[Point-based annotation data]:
▽

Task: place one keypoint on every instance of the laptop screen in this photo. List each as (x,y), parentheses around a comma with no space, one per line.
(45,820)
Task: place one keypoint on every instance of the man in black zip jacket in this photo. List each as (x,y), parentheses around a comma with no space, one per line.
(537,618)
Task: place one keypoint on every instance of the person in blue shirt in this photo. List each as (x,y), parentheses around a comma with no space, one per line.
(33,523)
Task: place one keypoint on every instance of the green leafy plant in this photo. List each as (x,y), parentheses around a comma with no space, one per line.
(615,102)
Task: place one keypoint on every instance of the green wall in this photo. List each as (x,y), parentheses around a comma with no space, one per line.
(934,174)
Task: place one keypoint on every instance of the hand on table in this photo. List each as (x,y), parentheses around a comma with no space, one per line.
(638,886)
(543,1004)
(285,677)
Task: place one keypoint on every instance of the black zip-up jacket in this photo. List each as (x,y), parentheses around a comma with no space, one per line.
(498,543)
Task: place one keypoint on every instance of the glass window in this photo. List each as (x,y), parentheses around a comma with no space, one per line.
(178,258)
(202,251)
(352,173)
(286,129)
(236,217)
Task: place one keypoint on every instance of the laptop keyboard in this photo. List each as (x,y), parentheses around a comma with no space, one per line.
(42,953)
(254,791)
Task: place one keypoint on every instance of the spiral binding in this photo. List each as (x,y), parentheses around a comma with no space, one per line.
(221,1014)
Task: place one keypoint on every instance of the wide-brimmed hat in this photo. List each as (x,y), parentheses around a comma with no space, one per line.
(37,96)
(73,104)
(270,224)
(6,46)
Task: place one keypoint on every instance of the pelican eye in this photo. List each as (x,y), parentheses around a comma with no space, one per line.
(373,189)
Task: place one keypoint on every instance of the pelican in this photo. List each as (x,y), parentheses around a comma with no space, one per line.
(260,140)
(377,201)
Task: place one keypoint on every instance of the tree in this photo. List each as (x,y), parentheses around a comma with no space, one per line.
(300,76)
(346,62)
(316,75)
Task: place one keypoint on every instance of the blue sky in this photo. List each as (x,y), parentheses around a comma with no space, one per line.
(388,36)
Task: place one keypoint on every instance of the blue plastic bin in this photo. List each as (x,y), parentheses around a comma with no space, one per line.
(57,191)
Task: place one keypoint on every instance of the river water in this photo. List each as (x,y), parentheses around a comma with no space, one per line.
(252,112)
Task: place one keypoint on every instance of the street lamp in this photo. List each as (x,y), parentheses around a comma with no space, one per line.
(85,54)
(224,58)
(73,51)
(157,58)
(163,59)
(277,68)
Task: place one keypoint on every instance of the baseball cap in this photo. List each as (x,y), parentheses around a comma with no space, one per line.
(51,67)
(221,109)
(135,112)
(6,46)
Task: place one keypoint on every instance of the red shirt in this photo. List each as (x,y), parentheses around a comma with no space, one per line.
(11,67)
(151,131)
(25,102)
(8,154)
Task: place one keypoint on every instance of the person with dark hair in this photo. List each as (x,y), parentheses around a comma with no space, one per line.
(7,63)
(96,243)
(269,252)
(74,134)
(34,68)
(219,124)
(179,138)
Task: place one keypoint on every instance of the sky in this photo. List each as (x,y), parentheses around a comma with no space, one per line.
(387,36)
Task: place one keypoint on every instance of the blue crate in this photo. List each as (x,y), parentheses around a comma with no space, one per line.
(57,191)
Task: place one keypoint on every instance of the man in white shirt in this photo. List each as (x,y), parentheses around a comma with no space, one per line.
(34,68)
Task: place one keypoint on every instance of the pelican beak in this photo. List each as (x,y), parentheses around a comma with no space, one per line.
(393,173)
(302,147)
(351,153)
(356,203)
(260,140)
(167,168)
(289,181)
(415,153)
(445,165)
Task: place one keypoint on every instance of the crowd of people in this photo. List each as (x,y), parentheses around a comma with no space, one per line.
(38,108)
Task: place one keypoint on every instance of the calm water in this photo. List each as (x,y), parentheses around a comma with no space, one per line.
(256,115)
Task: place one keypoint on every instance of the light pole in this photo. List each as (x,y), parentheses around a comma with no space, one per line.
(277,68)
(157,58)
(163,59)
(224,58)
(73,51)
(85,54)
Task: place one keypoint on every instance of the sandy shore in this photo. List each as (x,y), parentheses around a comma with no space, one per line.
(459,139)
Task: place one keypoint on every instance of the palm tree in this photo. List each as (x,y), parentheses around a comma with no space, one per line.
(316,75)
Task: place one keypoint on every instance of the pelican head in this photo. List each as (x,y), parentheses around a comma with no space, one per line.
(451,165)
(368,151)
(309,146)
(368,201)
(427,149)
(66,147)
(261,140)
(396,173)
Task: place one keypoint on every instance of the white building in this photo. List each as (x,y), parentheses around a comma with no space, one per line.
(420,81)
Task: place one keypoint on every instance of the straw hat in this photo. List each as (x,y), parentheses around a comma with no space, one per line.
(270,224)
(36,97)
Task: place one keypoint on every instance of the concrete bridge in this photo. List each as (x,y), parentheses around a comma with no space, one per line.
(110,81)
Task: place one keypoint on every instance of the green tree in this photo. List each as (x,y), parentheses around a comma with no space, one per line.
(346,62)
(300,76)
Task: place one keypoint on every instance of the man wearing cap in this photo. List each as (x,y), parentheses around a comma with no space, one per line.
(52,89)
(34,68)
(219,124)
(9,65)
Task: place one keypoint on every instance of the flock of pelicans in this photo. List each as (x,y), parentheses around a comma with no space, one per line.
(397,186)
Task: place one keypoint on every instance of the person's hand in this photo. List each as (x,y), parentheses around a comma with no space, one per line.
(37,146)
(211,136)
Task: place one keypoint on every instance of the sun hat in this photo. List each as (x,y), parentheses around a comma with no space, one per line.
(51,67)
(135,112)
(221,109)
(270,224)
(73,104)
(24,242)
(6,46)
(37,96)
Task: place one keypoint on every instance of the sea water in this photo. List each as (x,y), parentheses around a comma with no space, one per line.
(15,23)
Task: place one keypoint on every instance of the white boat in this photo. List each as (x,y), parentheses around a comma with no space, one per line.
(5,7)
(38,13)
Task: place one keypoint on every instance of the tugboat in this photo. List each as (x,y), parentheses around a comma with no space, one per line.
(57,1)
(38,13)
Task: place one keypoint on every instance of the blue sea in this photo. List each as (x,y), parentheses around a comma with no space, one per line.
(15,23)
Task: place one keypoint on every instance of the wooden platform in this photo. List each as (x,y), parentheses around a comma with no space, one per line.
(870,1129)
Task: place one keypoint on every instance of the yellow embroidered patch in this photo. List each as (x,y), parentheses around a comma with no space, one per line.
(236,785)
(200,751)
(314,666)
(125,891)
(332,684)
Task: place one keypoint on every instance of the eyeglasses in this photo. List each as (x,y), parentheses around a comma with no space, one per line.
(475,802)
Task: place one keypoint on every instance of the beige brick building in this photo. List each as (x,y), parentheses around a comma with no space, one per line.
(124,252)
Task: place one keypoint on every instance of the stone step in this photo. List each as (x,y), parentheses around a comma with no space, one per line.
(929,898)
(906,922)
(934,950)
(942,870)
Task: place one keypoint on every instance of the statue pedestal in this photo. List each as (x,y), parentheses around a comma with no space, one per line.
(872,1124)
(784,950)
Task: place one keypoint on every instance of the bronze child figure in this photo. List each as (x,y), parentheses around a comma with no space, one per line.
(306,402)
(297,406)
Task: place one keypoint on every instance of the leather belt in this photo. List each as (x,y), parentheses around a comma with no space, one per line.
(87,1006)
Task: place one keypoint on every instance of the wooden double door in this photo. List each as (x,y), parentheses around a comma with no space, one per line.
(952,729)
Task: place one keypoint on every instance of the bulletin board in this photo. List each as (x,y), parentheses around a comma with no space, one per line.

△

[GOAL OF THE EXERCISE]: Rescale the lines beginning at the line that contains "Task: place one keypoint on every instance of the leather" and continuing through the final line, reproducing every line, requests included. Multiply each coordinate in the answers by 2.5, rounding to whole numbers with halves rounded up.

[EXPECTED OUTPUT]:
Task: place one keypoint on every instance of the leather belt in this photo. List each as (x,y), parentheses around a comma with no space, one per line.
(218,2515)
Task: place one keypoint on every instance of the wooden double door in this photo. List each as (x,y), parentheses around a comma with no space, one per line.
(2380,1823)
Task: place one keypoint on every instance of the bulletin board in this photo. List each as (x,y), parentheses around a comma with no space, one per line.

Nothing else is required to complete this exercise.